Aim of the task -> Can you reproduce the entries below, from the first line up to and including the line with "[272,283,308,322]", substituting "frozen berry" for "frozen blueberry" and leaving everything else unchanged? Omit the pictures from your answer.

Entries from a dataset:
########################################

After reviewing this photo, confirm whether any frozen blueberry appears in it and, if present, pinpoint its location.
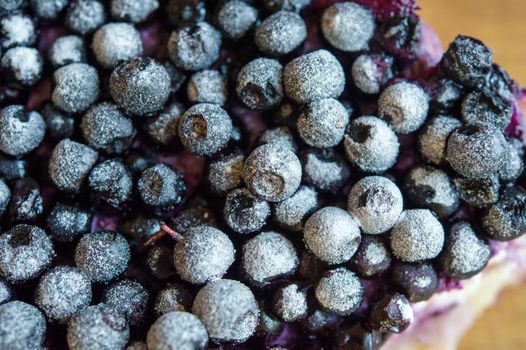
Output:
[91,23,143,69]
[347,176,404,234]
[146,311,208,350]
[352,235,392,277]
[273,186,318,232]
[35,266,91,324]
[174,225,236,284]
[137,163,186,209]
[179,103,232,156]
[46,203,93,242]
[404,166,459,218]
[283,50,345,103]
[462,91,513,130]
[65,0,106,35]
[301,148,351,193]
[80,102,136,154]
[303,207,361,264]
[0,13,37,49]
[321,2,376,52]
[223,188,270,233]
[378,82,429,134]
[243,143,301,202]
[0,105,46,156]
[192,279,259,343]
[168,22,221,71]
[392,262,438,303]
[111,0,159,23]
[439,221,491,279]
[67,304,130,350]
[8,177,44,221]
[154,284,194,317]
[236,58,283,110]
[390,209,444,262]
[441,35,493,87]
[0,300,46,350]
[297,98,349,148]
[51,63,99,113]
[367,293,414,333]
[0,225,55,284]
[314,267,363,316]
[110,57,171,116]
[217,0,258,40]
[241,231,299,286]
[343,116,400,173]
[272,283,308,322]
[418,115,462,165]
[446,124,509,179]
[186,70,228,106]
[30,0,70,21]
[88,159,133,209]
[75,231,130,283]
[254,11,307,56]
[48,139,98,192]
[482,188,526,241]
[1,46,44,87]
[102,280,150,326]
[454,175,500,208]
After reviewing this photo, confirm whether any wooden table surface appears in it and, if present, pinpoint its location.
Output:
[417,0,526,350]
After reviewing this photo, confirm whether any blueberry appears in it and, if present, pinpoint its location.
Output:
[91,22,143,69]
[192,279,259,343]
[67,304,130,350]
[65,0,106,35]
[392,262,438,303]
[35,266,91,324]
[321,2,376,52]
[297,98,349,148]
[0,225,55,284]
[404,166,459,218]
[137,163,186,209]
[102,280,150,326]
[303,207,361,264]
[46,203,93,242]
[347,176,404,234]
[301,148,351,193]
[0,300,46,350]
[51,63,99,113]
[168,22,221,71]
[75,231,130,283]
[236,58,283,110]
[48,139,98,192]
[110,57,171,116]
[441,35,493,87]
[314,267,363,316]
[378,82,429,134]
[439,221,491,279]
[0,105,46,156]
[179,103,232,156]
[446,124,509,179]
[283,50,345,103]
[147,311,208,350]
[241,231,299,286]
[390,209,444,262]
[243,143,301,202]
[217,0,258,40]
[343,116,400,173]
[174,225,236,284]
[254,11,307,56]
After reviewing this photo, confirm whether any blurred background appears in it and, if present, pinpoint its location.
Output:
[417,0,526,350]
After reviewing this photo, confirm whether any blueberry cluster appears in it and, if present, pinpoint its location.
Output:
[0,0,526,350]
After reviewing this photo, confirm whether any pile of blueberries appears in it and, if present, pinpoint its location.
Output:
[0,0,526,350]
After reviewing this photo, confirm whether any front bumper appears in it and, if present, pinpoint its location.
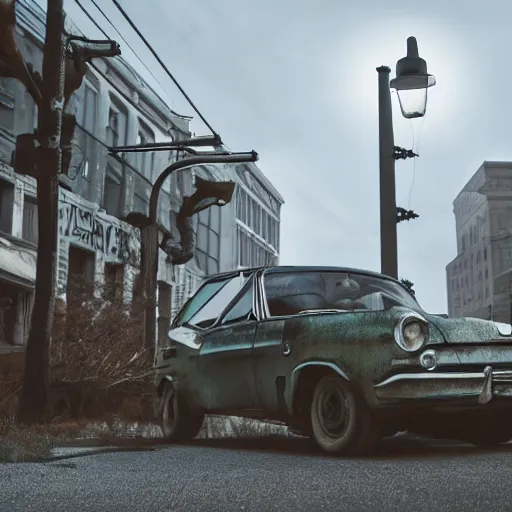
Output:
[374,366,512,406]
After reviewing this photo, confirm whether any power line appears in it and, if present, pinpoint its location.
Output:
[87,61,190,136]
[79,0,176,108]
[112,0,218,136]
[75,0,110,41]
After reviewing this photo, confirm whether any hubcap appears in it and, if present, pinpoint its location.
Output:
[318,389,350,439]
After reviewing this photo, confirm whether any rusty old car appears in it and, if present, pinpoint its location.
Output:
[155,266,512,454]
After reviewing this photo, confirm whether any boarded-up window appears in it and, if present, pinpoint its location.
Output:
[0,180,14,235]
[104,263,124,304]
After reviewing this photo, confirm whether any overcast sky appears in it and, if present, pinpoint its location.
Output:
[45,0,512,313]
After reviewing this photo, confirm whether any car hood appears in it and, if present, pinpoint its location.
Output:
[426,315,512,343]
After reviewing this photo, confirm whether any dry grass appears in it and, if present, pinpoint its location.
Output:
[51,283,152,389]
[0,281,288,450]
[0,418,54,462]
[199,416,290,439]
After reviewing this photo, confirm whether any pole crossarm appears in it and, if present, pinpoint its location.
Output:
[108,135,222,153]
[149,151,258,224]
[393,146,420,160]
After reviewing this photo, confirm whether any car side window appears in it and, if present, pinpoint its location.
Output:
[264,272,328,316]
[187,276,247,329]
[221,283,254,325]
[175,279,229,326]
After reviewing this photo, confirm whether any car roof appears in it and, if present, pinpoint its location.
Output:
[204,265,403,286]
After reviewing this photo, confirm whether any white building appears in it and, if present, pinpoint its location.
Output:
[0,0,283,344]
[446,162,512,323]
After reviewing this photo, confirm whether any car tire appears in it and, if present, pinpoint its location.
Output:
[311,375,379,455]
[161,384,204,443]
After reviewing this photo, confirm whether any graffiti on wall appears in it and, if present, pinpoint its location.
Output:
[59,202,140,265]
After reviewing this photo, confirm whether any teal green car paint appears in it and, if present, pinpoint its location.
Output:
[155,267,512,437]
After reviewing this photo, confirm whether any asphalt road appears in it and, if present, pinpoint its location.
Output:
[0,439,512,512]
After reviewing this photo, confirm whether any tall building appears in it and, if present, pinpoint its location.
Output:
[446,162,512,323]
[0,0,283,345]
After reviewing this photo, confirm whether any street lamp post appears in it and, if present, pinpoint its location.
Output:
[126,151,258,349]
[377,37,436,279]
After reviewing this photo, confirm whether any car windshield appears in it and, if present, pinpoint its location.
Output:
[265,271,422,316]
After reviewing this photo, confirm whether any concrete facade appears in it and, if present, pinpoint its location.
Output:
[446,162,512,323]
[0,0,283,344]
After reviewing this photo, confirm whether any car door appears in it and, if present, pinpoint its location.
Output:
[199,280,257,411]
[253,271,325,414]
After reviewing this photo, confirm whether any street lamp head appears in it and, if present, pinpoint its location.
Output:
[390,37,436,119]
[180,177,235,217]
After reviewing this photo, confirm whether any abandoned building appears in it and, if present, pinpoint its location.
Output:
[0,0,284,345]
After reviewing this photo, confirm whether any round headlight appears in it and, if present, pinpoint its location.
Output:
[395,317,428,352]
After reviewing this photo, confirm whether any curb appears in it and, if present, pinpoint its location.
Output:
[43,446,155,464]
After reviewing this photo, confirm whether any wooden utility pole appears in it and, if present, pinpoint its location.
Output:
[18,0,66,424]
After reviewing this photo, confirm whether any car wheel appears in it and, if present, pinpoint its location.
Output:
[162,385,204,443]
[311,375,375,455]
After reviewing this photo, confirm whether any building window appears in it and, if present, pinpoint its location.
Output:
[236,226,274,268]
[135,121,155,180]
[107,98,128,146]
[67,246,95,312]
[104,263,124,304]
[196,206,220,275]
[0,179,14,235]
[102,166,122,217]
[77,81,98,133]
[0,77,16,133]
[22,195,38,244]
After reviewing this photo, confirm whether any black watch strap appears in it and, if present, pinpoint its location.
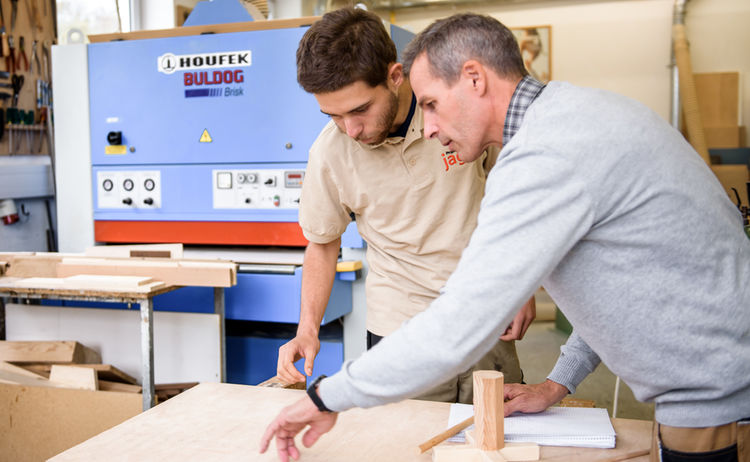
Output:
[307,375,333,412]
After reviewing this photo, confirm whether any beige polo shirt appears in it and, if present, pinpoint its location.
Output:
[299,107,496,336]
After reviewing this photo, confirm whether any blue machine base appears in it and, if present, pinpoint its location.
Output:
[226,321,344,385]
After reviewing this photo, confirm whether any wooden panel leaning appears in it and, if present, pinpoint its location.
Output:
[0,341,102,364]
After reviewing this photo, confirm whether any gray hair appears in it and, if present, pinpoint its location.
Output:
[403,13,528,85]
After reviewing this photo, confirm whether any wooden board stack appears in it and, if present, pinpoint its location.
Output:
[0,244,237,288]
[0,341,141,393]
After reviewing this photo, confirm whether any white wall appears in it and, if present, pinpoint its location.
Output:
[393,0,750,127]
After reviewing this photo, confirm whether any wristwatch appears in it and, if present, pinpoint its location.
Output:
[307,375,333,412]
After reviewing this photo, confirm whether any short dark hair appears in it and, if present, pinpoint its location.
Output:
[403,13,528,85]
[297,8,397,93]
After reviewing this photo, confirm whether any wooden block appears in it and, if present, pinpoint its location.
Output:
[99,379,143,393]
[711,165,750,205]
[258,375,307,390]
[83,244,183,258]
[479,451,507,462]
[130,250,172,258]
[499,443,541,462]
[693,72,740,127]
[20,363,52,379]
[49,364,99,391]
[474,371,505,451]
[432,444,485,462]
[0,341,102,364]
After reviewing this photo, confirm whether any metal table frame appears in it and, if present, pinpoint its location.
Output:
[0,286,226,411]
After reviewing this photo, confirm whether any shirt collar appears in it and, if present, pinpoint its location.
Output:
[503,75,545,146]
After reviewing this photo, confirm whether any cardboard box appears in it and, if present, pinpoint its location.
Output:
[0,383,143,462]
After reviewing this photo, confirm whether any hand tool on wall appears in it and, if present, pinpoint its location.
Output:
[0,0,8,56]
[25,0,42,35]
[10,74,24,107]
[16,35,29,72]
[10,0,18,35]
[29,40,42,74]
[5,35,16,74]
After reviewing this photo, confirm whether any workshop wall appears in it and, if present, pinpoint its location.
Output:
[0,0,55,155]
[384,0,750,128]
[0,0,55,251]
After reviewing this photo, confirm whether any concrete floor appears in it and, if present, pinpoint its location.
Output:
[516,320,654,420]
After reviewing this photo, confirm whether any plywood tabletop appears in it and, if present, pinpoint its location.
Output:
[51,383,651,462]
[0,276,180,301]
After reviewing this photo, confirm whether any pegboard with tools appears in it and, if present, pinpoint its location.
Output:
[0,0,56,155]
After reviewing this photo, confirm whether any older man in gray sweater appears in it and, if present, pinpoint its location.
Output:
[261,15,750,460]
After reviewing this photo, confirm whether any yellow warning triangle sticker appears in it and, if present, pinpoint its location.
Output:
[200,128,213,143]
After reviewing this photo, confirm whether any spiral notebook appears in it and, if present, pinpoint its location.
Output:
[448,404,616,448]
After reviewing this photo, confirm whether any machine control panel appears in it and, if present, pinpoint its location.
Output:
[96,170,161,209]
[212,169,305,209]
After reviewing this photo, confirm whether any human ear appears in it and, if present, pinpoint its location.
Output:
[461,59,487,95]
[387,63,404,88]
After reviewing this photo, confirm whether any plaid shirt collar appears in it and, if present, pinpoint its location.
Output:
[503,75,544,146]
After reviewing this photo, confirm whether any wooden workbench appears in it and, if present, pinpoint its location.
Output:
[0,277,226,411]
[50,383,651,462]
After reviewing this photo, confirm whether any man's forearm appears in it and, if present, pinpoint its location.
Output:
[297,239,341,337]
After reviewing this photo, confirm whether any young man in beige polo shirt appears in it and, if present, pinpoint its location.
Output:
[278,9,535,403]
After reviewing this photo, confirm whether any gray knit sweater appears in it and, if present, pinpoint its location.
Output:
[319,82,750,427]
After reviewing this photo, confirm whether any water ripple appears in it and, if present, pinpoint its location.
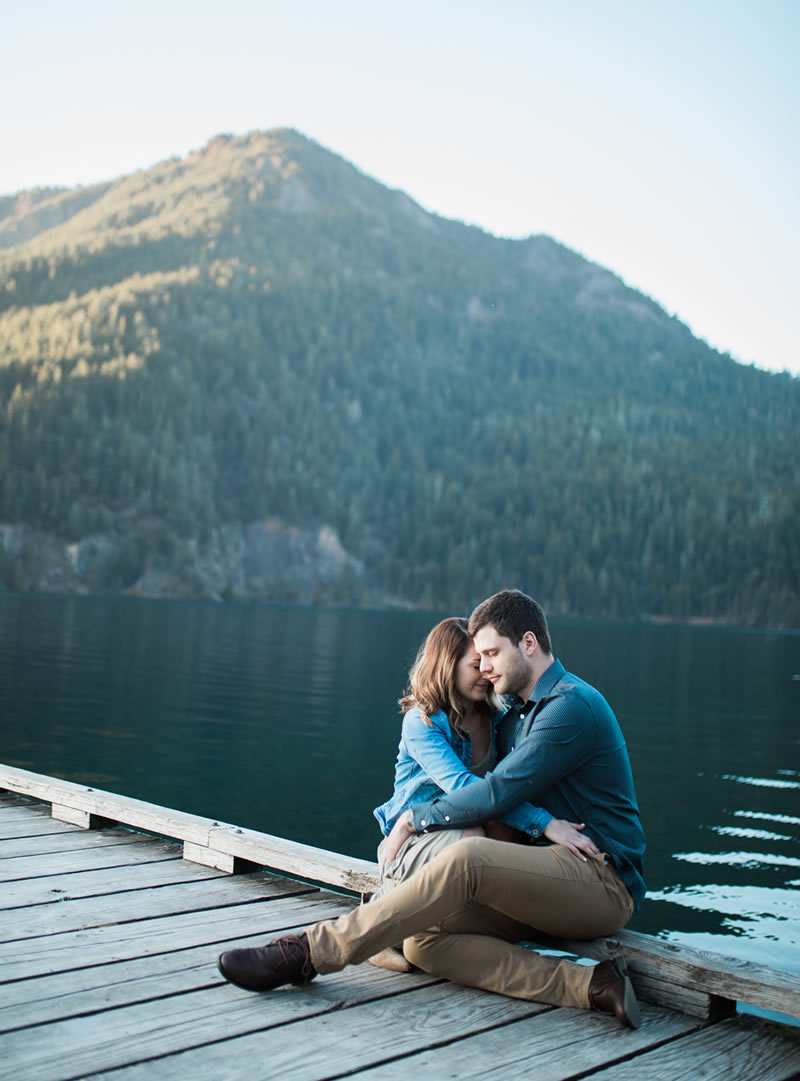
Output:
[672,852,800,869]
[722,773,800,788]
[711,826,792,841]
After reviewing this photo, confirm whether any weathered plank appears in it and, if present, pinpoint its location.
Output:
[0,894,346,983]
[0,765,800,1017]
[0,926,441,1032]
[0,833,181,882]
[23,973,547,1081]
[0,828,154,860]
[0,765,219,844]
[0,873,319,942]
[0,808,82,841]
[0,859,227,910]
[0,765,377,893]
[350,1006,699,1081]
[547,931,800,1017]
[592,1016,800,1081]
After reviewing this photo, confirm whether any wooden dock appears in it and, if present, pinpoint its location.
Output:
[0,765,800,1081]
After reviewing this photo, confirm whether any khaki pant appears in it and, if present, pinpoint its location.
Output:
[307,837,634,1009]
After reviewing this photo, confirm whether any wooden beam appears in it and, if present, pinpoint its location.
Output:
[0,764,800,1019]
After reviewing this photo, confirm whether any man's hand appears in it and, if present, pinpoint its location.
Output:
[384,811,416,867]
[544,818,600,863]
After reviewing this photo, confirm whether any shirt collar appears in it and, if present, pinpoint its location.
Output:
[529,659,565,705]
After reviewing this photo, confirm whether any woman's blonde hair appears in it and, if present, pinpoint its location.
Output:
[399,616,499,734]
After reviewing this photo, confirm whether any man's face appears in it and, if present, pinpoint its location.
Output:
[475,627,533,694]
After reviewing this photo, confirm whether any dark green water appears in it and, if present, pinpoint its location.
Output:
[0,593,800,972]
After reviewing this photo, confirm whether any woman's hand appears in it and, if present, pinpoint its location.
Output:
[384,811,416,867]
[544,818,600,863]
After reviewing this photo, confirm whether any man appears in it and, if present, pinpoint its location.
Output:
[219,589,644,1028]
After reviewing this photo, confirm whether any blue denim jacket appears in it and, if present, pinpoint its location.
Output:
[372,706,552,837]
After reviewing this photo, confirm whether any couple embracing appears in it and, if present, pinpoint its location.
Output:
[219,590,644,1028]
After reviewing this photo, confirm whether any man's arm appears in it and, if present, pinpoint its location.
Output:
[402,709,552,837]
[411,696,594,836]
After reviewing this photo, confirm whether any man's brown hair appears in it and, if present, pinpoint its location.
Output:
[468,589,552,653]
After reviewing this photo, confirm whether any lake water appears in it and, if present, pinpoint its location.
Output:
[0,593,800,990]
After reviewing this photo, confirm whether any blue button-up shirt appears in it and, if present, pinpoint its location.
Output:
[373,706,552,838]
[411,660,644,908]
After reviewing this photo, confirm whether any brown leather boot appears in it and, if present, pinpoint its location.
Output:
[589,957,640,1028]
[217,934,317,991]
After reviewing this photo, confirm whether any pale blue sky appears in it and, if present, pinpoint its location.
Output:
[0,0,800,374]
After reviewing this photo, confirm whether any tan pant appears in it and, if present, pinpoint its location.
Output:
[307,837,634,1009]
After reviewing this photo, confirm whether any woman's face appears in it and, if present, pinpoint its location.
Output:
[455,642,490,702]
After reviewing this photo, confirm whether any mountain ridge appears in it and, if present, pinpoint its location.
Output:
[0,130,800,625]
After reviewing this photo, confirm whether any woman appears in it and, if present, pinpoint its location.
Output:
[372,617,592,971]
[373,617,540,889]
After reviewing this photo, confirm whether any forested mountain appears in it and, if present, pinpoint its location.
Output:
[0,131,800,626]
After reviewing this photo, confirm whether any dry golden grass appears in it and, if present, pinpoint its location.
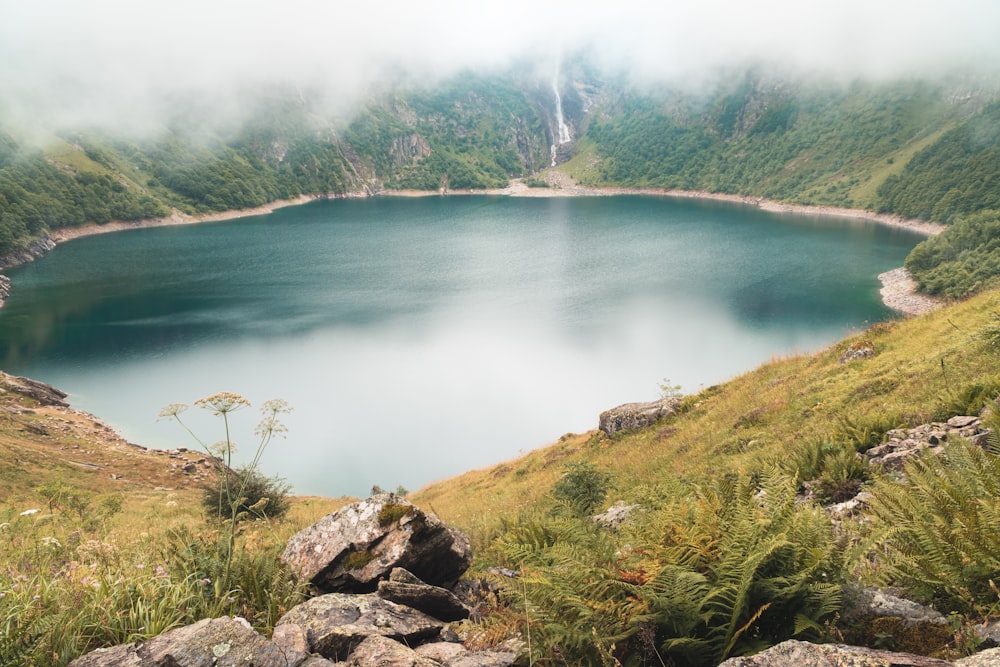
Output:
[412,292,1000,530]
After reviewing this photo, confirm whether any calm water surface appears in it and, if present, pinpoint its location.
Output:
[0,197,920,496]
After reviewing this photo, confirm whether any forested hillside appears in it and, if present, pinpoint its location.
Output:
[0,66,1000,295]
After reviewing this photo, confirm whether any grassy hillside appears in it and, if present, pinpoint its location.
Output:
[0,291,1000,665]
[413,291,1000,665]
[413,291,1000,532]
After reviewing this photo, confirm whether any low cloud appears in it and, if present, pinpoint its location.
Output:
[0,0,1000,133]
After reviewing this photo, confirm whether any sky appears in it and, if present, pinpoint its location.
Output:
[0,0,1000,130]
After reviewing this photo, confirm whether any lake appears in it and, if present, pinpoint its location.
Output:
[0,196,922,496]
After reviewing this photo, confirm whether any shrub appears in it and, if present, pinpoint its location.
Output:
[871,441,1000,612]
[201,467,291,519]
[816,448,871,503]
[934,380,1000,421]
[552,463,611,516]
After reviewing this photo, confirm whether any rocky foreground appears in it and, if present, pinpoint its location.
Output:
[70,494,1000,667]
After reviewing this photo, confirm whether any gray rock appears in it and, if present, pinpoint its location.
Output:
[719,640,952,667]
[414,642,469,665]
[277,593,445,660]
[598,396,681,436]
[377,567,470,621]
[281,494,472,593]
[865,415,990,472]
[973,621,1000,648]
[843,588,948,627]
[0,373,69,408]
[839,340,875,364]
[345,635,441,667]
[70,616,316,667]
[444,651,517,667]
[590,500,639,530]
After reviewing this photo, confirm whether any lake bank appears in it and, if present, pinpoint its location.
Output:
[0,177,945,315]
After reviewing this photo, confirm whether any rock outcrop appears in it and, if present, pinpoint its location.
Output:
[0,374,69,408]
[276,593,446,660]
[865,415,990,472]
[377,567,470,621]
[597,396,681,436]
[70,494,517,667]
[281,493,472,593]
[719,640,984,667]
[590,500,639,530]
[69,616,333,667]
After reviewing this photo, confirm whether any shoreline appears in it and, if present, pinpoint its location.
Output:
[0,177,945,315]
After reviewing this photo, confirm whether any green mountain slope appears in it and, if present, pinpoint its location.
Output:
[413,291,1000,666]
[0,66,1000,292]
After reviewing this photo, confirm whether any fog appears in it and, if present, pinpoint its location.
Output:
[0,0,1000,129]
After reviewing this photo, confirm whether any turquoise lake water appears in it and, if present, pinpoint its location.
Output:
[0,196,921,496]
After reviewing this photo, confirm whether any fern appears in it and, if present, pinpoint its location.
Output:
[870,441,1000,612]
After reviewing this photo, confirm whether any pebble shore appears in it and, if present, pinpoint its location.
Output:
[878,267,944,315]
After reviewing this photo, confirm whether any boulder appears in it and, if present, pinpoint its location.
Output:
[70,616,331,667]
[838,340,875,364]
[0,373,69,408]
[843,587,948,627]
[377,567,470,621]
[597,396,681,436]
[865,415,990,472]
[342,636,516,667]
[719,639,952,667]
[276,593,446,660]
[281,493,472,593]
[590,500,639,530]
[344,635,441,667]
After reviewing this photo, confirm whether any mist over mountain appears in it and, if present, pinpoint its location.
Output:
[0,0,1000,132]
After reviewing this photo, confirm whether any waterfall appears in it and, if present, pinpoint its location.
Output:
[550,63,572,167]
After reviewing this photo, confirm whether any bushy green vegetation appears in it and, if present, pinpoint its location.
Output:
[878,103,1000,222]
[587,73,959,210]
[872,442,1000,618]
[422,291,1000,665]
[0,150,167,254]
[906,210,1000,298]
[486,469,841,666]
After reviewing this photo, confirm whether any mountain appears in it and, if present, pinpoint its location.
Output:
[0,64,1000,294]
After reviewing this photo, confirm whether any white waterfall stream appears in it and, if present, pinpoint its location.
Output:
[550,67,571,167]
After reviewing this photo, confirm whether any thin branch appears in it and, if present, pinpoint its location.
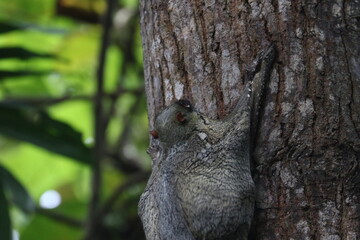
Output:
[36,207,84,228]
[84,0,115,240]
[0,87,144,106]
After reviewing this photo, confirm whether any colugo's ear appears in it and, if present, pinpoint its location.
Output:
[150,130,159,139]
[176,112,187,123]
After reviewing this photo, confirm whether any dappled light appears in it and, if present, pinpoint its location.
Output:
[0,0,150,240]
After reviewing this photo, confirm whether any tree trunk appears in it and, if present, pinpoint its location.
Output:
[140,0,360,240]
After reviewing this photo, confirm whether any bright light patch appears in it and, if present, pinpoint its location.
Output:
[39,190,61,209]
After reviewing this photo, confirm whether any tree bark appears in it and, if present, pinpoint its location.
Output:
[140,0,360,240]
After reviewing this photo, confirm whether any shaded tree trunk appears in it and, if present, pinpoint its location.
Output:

########################################

Full response ->
After reviewing this photo, confirm whether any frozen berry appears in it and, if present, pinpoint its location.
Output:
[91,23,143,69]
[347,176,404,234]
[146,311,208,350]
[352,235,392,277]
[273,186,318,232]
[35,266,91,324]
[174,225,236,284]
[137,163,186,209]
[179,103,232,156]
[46,203,93,242]
[404,166,459,218]
[283,50,345,103]
[462,91,513,130]
[65,0,106,35]
[301,148,351,193]
[80,102,136,154]
[303,207,361,264]
[0,13,37,49]
[321,2,376,52]
[223,188,270,233]
[378,82,429,134]
[243,143,301,202]
[0,105,46,156]
[192,279,259,343]
[168,22,221,71]
[392,262,438,303]
[111,0,159,23]
[439,221,491,279]
[67,304,130,350]
[8,177,44,221]
[154,284,194,317]
[236,58,283,110]
[390,209,444,262]
[441,35,493,87]
[0,300,46,350]
[297,98,349,148]
[51,63,99,113]
[367,293,414,333]
[0,225,55,284]
[314,267,363,316]
[110,57,171,116]
[217,0,258,40]
[241,231,299,286]
[343,116,400,173]
[272,283,308,322]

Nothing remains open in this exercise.